** START OF Stored rows **

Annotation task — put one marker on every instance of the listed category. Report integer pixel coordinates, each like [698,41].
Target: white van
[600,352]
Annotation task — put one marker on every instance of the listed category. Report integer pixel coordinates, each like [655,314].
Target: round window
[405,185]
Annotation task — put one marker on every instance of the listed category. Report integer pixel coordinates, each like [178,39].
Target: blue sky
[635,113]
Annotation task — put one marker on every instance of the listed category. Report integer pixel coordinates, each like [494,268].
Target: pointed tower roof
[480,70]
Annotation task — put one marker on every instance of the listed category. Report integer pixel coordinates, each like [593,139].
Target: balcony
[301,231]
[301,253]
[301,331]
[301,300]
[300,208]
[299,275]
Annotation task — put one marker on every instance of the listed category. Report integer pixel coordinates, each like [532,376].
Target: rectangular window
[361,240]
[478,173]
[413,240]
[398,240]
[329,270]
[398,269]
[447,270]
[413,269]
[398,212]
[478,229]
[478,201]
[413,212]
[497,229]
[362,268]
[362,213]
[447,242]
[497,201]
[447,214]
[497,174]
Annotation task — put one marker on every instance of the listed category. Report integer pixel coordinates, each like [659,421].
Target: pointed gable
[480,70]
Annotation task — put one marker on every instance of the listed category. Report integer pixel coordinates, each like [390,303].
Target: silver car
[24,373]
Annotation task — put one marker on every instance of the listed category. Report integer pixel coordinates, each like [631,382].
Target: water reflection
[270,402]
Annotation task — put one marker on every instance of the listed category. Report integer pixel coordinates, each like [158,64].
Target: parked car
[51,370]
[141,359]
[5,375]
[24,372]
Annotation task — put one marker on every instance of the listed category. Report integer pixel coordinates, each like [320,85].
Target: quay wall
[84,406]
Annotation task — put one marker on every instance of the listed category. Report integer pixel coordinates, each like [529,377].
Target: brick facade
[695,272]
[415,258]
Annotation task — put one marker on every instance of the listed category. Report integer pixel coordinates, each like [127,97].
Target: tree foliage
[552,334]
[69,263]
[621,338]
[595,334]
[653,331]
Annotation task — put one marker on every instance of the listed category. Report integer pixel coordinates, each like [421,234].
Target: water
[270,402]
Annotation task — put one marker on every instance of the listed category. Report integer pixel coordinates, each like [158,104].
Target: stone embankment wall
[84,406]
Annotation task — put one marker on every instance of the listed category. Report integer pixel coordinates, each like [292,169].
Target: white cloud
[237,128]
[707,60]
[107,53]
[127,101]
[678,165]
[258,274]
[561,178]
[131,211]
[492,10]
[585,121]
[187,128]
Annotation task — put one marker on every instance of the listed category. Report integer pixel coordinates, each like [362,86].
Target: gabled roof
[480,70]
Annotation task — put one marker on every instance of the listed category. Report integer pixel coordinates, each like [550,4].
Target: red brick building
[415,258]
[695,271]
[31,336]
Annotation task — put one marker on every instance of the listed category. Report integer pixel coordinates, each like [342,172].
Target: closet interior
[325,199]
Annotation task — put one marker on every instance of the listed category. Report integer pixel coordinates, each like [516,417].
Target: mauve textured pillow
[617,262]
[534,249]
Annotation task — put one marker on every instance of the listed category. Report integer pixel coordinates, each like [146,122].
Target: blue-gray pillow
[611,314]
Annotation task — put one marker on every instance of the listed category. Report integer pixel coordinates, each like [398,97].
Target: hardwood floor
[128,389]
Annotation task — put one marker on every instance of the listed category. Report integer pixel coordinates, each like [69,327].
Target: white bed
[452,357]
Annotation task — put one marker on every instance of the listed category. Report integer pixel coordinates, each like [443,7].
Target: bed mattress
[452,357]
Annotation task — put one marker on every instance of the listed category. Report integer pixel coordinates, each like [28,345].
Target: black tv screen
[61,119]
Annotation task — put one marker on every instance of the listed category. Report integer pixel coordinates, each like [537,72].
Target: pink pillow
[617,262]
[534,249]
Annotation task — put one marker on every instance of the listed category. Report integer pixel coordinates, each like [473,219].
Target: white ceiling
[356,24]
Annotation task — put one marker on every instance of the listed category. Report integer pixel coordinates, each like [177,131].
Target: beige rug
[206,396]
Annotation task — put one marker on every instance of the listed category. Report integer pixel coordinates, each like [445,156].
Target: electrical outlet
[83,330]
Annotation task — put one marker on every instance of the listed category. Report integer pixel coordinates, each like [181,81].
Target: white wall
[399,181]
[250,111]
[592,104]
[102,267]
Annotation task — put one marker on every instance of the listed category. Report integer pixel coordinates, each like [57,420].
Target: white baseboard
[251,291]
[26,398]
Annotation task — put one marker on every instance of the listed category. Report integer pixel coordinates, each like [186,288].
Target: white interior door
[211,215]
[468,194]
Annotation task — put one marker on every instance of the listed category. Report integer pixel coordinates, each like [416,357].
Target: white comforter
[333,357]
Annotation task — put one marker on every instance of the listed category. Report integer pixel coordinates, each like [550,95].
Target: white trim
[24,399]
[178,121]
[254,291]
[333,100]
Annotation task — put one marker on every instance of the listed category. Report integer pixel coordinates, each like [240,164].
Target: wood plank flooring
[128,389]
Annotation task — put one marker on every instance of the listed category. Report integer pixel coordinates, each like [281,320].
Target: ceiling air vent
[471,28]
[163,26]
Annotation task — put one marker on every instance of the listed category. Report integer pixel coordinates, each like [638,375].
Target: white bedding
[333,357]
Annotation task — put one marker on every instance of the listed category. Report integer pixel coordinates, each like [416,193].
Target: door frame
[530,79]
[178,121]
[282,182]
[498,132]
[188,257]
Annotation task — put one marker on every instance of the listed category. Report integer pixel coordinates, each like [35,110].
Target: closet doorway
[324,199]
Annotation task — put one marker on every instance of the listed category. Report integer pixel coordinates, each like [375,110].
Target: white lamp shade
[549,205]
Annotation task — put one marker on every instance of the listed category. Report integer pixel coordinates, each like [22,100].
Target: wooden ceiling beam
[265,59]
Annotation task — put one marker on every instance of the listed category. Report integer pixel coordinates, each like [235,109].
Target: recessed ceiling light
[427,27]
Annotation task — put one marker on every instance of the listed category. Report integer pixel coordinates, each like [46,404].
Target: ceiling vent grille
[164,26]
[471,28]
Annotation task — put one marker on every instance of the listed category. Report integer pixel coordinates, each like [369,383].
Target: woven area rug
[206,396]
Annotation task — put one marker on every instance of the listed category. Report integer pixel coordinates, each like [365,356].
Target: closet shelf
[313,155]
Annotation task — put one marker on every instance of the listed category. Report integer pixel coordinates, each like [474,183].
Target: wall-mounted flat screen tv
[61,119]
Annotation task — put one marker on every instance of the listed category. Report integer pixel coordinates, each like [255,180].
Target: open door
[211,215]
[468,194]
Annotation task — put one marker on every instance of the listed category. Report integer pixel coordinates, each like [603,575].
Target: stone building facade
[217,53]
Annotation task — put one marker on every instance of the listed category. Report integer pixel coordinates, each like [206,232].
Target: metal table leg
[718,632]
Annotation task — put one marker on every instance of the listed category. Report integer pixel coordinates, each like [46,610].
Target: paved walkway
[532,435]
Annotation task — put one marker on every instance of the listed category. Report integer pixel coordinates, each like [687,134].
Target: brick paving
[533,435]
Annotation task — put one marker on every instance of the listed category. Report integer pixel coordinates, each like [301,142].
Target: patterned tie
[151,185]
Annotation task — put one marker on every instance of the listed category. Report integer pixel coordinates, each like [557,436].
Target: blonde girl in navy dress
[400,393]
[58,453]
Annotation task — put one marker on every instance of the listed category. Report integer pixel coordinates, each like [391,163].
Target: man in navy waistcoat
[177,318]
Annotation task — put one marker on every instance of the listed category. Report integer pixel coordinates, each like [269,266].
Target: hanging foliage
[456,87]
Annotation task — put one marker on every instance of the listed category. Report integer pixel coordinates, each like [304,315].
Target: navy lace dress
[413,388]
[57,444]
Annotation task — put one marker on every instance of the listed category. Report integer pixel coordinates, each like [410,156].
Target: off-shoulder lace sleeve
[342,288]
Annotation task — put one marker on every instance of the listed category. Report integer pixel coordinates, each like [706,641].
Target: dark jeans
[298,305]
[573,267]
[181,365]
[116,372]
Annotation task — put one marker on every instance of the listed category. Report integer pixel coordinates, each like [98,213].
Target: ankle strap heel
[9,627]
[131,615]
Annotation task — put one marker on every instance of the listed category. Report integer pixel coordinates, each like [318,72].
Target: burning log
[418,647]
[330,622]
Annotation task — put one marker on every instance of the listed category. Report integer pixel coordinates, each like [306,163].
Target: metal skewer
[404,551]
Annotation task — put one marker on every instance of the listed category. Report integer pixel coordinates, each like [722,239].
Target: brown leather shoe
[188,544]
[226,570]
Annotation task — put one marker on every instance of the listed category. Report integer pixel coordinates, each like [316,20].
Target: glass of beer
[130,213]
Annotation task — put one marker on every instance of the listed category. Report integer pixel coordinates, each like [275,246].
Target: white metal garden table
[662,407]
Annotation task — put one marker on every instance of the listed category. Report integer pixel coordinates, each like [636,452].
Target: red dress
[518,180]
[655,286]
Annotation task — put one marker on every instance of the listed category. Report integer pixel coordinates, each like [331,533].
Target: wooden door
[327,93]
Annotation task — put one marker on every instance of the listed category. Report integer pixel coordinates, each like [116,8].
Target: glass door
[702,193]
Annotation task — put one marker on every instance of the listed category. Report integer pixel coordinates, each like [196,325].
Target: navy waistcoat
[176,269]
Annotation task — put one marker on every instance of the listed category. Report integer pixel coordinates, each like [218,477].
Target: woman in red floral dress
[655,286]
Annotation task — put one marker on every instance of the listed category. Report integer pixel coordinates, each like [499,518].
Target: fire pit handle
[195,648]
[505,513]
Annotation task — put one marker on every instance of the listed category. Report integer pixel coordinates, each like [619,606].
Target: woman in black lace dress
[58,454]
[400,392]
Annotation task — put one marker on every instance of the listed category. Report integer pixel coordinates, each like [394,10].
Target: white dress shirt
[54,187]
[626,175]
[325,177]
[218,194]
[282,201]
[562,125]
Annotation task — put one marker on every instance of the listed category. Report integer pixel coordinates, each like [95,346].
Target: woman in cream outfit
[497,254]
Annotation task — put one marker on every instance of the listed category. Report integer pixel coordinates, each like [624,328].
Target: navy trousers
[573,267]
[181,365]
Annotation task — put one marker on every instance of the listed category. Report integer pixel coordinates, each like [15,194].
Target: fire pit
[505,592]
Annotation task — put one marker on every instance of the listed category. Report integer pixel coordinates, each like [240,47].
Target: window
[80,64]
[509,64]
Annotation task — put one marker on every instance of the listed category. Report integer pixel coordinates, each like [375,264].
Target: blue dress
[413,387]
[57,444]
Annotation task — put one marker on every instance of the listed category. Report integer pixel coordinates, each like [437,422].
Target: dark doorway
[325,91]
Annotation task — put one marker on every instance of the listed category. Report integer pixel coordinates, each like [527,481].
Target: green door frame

** END OF Stored rows **

▶ **Exercise aim**: Only those lines running from the one containing "each like [394,10]." through the last line of the data above are to be copied, exactly, with both ends included.

▶ **Solution**:
Annotation task — put one marker on every instance of the listed category. Report integer pixel coordinates, each like [394,10].
Target: white dress shirt
[54,187]
[626,175]
[325,177]
[218,194]
[282,201]
[562,125]
Annotation task — put one marker on every instance of the listed category. Report integer pixel coordinates, each like [95,346].
Target: woman in cream outfit
[497,254]
Annotation task — put one marker on every instance of the listed category. Report integer pixel coordinates, each like [624,328].
Target: navy trousers
[573,267]
[181,365]
Annotation task — put one marker on every instance of the listed category. Report integer pixel coordinates, each like [15,194].
Target: fire pit
[505,592]
Annotation task — put one marker on every instance of the listed category. Report integer pixel coordinates, each like [240,47].
Target: window
[80,64]
[509,64]
Annotation task — put one marker on every instance of the listed category. Report integer pixel coordinates, each like [375,264].
Target: blue dress
[413,387]
[57,444]
Annotation task — put one marker on every instance of the listed category. Report integer pixel coordinates, each like [437,422].
Target: dark doorway
[325,91]
Annotation task — put one marker on every instance of the listed category. Report integer pixel coordinates, each like [527,481].
Target: green door frame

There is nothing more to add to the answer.